[What you will do] Copy out every line from the one containing "Read the optional" down to the one containing "box: [235, 16, 385, 256]", both included, reproducing each character as it stands in the entries below.
Supplied material START
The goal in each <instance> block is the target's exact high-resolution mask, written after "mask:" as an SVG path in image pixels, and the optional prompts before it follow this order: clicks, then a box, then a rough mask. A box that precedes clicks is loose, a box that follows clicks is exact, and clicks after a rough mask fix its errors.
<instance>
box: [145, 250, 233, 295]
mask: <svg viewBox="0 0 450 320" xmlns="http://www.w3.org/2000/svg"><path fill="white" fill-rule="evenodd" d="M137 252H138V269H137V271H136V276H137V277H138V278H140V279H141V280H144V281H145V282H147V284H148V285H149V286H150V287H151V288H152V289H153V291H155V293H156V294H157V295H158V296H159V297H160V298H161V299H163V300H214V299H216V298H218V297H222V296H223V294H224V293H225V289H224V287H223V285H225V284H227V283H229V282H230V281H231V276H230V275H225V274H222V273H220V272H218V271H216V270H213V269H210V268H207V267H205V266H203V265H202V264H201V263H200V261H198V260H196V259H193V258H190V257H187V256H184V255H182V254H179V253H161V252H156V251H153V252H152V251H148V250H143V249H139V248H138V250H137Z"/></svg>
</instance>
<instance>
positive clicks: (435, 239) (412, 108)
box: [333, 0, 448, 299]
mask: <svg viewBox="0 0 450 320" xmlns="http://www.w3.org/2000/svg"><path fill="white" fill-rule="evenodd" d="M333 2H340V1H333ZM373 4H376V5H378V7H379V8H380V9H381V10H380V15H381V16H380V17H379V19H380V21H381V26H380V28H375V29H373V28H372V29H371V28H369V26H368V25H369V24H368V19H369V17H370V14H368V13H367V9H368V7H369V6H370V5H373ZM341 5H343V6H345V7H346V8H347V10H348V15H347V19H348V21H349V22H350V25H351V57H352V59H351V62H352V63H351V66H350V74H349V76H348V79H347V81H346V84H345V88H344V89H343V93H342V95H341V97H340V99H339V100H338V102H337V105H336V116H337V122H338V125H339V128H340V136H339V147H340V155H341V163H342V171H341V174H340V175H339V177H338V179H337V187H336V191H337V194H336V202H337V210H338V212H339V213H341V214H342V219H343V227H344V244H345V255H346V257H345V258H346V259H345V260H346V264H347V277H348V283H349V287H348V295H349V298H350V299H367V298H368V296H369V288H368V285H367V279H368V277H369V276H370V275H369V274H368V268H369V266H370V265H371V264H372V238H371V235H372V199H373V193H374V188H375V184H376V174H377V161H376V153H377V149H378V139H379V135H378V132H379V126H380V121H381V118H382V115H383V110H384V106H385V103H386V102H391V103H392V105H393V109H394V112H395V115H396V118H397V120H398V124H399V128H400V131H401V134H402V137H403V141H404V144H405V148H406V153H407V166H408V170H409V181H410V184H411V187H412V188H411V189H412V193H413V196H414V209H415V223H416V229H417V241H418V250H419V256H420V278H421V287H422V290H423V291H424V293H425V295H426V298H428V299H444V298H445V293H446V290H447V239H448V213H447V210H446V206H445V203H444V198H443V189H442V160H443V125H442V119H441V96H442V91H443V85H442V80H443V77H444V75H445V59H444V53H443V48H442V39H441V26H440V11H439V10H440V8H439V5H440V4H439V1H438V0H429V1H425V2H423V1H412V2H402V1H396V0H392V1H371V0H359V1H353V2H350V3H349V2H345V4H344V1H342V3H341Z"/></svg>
Supplied material END
Supplied material START
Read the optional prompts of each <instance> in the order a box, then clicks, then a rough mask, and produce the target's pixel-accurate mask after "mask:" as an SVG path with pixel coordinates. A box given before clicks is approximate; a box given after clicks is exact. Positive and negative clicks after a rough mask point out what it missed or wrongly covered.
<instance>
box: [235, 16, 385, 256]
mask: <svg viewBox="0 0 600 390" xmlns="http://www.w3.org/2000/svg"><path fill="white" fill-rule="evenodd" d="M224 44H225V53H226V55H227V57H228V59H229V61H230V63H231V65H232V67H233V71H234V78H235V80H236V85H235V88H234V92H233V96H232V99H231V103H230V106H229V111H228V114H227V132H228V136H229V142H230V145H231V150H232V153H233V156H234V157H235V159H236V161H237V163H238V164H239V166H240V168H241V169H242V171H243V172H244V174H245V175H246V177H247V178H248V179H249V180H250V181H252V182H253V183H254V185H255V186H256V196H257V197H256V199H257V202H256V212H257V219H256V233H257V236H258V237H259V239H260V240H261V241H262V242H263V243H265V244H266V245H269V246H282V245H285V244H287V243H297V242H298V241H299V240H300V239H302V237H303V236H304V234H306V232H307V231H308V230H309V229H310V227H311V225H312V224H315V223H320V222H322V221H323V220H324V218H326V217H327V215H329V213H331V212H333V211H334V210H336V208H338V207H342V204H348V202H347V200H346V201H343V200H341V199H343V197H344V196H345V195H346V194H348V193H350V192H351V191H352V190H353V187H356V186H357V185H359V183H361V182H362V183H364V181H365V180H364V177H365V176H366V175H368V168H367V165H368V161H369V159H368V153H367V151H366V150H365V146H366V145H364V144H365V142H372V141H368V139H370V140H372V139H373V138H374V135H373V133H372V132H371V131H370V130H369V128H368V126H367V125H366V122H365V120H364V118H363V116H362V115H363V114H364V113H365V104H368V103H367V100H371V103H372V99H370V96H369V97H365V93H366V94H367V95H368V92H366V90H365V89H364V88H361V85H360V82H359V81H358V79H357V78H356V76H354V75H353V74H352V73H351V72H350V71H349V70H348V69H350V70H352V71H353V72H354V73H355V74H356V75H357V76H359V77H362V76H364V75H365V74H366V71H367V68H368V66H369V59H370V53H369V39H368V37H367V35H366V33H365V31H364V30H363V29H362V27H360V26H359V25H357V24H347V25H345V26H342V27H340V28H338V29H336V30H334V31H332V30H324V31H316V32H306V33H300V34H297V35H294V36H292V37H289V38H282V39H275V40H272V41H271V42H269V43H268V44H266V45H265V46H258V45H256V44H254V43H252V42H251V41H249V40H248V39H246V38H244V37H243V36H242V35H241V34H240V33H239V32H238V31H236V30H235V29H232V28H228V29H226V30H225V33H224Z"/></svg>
Supplied material END
[Written reply]
Read the optional prompts of each <instance> in the order a box, then clicks, then a rough mask, and produce the target's pixel-accurate mask after "mask:" as an SVG path with pixel coordinates. A box given before clicks is approximate; a box given after clicks is exact. Positive and negative clicks after a rough mask point out what it missed or wrongly covered.
<instance>
box: [235, 16, 385, 256]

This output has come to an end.